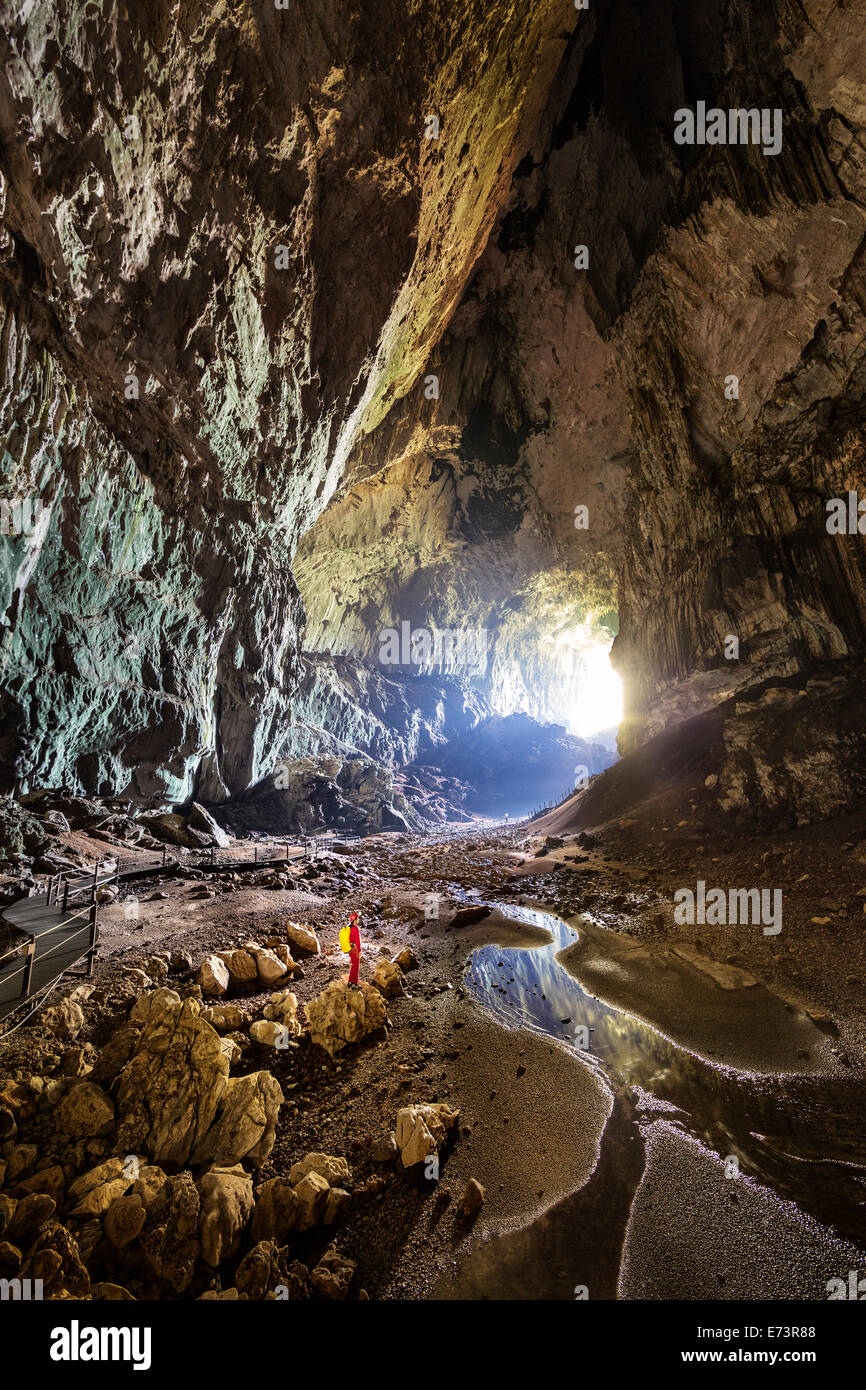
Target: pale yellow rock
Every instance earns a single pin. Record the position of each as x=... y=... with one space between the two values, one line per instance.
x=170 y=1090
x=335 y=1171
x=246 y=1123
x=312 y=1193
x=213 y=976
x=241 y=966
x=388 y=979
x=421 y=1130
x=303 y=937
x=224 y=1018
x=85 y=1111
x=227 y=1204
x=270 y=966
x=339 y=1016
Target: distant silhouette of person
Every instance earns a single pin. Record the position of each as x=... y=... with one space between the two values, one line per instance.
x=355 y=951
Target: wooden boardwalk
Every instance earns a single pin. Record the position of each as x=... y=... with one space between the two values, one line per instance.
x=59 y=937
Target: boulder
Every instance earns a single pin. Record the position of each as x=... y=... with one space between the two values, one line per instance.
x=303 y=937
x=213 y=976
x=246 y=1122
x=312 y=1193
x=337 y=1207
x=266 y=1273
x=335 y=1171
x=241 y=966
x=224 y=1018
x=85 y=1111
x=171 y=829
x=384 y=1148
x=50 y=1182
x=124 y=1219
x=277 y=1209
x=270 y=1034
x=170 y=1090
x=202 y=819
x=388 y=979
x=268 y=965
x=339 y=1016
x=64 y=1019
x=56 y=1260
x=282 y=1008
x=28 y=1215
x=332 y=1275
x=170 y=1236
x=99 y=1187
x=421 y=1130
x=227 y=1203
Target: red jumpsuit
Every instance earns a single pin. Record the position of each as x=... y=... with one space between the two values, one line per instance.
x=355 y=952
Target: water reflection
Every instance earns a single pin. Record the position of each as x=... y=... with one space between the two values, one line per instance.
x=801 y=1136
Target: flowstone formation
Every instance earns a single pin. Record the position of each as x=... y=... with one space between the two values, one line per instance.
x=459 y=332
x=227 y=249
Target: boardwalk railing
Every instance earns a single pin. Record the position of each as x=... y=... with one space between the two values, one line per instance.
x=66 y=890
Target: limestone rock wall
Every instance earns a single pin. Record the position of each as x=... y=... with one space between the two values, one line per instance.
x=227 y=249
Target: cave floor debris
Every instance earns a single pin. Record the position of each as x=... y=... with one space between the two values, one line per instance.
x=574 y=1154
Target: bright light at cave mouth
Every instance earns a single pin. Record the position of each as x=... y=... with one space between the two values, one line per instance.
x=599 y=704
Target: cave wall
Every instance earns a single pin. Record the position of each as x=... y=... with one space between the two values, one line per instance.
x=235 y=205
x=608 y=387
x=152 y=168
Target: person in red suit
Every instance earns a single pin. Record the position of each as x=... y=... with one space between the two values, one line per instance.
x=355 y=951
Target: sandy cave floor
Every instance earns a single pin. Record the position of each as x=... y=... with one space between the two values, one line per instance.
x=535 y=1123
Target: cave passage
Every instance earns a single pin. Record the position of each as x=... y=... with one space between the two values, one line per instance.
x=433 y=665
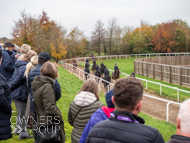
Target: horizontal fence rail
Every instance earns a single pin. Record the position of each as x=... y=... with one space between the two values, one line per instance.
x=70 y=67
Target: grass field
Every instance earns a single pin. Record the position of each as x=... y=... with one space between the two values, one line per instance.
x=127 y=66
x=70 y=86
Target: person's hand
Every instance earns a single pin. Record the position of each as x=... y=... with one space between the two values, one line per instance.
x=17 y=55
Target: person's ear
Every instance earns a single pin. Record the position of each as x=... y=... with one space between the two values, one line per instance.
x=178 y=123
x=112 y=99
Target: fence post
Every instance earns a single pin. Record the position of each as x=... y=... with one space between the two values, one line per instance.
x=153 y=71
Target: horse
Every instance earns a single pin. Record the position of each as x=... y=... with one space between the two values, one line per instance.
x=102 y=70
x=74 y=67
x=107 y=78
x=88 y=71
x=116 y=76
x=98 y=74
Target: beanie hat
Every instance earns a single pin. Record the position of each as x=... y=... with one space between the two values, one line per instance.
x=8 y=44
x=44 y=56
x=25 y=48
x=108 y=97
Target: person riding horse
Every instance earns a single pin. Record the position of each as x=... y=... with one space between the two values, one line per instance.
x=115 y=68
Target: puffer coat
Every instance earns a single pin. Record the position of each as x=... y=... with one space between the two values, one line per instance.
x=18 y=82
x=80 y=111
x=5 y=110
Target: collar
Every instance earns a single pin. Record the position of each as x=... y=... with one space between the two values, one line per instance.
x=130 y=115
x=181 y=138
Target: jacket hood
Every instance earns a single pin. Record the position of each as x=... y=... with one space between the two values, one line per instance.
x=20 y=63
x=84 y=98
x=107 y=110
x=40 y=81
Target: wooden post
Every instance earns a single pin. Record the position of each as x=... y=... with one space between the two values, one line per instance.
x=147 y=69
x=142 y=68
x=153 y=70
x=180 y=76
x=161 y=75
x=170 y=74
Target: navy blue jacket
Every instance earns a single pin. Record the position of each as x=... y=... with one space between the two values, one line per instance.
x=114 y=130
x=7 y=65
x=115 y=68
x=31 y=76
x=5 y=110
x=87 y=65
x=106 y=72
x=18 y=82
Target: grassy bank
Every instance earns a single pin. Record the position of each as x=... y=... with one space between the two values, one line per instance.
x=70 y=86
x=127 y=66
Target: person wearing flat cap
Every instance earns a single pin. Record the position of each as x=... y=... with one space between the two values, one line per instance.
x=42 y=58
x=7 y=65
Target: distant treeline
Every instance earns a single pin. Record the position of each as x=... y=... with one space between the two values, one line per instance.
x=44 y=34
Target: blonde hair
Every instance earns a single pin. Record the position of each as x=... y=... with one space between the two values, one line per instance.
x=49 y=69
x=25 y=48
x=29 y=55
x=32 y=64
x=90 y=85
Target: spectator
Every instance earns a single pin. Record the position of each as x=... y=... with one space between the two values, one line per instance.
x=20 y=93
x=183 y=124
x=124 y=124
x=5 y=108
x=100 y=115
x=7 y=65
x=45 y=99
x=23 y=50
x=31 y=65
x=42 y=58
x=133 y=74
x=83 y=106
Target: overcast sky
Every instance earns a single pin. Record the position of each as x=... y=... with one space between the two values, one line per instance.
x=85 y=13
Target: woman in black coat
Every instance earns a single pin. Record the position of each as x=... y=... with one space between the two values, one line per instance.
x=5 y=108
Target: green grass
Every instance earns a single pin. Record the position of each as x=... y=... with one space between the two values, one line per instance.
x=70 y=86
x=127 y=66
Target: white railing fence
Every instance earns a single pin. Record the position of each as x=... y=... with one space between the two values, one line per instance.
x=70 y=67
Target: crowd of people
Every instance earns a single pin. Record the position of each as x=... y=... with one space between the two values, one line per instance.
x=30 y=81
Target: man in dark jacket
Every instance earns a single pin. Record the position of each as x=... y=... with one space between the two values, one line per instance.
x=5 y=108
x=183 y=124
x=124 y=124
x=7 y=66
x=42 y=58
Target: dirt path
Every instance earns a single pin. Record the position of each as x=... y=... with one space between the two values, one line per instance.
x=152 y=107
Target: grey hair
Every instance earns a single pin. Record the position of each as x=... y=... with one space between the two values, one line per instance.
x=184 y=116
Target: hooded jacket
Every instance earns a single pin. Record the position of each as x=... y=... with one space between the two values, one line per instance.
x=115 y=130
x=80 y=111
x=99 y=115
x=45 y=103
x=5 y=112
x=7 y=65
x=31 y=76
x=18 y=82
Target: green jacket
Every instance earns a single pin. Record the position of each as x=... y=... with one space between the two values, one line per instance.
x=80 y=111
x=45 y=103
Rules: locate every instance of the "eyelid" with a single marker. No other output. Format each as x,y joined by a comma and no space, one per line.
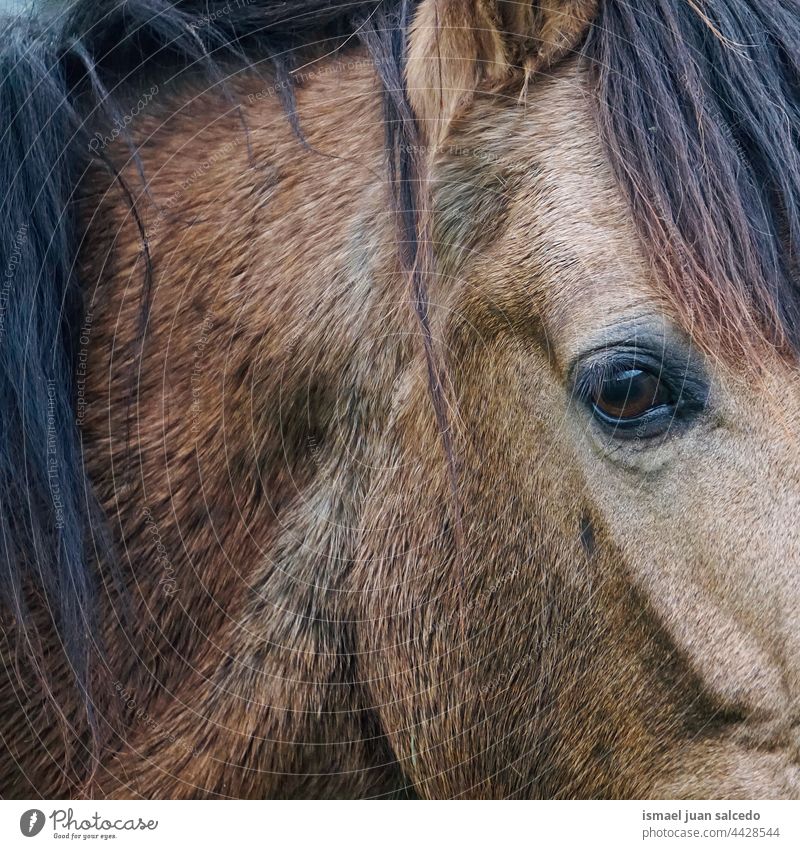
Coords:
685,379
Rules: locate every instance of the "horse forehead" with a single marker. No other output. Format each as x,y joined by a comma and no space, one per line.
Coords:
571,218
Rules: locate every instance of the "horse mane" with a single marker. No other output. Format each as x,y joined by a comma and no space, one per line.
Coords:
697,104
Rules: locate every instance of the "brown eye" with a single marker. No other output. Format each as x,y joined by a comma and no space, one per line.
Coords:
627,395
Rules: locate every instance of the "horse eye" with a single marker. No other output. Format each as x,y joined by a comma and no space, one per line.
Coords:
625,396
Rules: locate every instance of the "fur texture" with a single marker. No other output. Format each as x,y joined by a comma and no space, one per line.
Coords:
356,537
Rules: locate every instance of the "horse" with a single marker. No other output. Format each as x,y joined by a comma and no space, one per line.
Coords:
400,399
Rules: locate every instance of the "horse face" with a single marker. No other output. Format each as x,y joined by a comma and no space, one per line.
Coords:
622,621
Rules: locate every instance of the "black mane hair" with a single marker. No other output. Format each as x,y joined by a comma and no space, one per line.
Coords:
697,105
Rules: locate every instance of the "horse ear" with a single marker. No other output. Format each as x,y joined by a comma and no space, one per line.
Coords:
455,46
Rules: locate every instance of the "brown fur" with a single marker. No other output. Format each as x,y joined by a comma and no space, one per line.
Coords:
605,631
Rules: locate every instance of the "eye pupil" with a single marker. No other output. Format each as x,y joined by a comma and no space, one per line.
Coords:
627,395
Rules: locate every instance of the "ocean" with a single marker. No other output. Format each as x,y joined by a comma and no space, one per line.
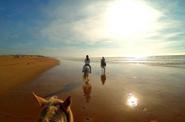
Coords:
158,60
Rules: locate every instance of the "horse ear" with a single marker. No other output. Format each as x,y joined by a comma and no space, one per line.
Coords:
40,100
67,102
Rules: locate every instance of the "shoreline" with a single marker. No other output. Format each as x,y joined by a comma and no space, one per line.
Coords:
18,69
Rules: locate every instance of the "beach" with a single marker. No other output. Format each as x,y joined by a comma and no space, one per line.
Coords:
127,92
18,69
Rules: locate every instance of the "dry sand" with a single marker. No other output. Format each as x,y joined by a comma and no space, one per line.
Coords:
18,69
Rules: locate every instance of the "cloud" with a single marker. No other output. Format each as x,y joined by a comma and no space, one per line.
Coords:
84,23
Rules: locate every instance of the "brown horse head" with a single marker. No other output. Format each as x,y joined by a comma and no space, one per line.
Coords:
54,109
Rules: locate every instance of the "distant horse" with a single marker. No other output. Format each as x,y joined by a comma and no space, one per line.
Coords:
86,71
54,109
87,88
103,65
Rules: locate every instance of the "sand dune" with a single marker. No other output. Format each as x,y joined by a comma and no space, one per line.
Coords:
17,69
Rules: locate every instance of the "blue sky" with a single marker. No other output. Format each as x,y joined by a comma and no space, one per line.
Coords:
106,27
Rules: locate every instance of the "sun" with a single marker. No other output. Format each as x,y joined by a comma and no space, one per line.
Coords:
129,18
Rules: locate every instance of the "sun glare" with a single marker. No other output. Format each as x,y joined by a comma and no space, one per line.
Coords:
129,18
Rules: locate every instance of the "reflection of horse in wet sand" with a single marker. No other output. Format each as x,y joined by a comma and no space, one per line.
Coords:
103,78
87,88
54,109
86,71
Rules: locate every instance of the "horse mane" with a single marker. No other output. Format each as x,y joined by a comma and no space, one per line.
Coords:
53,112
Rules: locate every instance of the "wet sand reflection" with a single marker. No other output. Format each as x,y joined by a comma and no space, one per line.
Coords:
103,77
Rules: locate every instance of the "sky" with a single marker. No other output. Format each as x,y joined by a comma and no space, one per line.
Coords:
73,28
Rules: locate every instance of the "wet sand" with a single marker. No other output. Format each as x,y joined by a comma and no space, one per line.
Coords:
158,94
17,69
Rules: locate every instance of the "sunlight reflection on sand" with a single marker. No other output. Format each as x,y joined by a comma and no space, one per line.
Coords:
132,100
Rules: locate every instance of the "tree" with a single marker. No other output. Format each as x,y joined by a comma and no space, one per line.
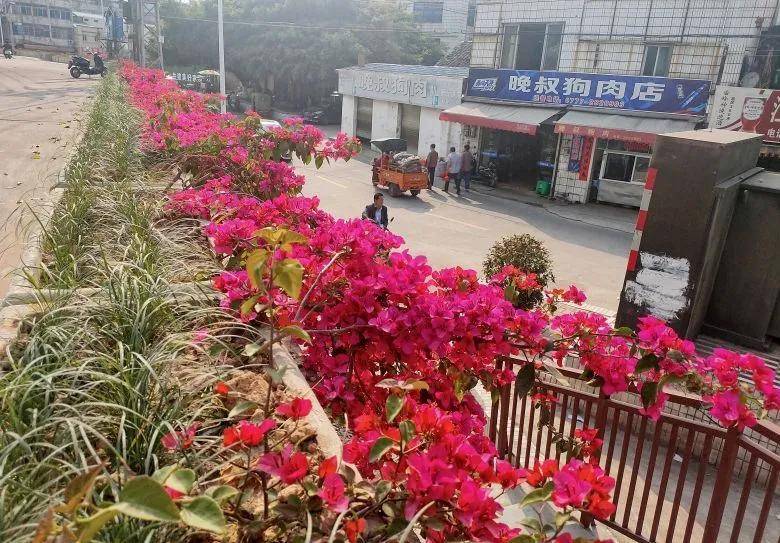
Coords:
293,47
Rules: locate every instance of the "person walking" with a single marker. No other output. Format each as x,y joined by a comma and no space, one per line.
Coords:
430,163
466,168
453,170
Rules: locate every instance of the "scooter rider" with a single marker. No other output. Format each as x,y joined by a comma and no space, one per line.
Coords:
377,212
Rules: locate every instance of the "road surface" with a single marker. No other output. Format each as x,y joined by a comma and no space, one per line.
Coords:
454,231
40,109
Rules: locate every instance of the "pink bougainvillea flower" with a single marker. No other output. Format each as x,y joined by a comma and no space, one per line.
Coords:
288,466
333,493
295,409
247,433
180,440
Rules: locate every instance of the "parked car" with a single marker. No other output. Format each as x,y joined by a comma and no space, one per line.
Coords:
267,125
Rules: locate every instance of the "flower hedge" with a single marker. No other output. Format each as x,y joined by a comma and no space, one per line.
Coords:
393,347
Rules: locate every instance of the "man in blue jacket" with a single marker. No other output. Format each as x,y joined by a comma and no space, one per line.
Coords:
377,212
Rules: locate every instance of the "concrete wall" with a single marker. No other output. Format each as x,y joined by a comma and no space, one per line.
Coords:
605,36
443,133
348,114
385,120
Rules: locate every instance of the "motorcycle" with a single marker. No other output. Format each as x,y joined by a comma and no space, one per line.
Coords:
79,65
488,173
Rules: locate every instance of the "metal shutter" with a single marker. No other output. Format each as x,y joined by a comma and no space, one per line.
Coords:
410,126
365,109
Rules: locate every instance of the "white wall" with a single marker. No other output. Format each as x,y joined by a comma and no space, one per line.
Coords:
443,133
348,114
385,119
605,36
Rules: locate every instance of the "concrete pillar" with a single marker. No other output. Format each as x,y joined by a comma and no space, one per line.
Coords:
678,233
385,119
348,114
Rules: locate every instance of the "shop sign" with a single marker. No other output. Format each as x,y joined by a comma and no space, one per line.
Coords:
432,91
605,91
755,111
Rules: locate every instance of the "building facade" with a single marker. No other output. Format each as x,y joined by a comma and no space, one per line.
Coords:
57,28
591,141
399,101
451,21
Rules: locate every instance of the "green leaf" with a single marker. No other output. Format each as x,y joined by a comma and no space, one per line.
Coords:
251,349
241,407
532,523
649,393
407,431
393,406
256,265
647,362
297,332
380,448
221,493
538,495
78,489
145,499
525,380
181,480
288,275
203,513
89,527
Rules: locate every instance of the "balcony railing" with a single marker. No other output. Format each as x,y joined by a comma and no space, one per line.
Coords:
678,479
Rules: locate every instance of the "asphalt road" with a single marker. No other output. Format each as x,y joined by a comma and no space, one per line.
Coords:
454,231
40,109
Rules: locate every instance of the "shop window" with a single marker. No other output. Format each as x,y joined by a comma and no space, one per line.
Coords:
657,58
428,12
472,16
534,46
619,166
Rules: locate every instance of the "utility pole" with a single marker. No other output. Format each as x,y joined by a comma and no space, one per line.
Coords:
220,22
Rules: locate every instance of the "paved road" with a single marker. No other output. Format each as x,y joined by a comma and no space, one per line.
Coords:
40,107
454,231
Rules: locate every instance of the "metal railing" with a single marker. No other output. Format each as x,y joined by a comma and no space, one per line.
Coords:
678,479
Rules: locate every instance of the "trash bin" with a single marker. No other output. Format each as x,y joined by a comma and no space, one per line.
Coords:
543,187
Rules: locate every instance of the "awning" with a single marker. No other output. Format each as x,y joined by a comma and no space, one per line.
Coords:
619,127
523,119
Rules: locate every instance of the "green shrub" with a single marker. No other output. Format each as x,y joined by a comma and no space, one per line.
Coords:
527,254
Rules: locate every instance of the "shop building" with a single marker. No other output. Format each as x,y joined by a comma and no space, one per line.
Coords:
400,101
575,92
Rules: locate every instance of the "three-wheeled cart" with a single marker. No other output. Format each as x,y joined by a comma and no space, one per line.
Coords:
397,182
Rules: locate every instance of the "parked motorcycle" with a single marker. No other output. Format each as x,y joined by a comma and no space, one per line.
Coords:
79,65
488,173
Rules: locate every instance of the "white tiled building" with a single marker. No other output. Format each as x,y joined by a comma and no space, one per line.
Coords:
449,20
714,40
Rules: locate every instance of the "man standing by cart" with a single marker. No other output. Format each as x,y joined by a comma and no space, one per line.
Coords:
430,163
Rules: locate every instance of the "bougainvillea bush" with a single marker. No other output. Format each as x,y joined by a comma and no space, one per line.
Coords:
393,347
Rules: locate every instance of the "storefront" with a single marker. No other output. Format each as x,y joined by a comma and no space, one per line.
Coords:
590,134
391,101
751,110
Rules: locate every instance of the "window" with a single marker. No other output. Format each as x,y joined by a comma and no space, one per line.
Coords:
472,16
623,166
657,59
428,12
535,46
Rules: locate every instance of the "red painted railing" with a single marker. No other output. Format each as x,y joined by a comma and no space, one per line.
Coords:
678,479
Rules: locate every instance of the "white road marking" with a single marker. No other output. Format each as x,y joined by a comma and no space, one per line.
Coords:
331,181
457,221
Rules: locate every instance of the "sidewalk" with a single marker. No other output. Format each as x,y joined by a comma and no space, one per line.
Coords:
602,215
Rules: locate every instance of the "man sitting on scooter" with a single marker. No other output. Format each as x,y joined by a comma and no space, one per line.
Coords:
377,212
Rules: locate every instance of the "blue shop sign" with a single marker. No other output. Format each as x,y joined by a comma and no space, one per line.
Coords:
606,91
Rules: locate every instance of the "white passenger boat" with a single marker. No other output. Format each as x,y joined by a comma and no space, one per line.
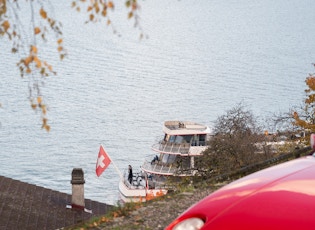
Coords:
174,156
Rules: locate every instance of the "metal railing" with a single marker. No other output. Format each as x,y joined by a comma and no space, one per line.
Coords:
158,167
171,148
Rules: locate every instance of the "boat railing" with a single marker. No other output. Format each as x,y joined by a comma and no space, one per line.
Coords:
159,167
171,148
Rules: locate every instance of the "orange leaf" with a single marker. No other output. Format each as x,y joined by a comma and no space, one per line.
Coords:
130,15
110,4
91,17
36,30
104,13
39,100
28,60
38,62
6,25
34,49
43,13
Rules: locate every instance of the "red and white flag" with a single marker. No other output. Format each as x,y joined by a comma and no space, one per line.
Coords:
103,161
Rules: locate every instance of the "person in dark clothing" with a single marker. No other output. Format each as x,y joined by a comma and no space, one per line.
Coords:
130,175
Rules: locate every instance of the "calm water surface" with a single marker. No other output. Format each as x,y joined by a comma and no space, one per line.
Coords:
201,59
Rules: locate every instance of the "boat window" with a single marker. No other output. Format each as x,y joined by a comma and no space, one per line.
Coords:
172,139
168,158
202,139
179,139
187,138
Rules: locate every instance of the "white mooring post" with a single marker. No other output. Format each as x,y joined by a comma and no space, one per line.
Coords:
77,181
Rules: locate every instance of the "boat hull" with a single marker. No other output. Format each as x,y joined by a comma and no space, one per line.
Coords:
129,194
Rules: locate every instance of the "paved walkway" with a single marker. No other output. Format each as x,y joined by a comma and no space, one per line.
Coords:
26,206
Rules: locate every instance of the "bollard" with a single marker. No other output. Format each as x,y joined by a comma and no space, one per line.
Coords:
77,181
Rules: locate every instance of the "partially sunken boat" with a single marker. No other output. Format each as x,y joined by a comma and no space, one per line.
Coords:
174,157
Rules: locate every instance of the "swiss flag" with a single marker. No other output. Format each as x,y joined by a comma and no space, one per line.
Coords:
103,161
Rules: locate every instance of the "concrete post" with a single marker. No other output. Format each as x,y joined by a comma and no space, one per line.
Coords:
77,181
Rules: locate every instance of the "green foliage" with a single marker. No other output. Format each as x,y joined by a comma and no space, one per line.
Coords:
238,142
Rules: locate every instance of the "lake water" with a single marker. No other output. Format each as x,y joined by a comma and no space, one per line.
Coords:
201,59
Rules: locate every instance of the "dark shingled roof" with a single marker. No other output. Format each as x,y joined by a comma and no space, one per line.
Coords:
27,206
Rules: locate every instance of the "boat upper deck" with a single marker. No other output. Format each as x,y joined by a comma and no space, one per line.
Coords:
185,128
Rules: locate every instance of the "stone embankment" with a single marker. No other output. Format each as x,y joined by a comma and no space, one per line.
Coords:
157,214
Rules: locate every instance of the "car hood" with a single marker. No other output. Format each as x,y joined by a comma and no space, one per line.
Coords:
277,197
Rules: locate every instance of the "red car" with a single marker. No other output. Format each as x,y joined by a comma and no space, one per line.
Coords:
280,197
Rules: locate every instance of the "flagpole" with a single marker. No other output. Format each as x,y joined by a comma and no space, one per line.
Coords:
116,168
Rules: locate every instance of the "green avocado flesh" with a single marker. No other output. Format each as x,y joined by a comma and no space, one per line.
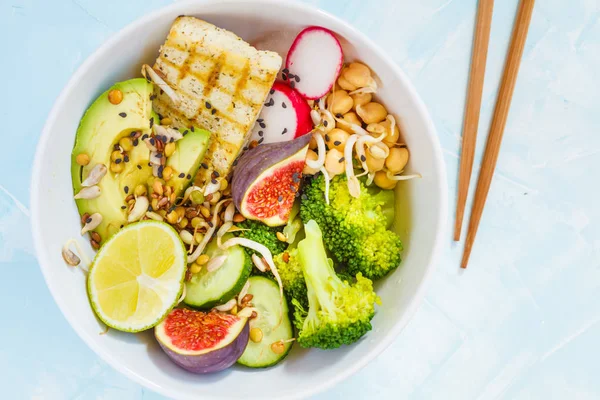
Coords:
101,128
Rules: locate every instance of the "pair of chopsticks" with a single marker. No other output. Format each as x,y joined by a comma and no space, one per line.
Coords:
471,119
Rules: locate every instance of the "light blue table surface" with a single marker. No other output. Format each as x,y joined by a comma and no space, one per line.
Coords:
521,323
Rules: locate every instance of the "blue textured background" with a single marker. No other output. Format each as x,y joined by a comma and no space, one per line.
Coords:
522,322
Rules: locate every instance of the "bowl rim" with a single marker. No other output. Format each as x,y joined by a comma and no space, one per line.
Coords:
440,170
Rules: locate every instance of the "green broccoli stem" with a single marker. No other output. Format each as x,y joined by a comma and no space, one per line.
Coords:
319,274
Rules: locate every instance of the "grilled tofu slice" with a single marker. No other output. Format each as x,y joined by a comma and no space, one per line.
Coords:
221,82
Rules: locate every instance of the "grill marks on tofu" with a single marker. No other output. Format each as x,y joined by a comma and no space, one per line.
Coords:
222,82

------------------------------------------------------------------------

A single number is the answer: the count of lines in the material above that contain "paved".

2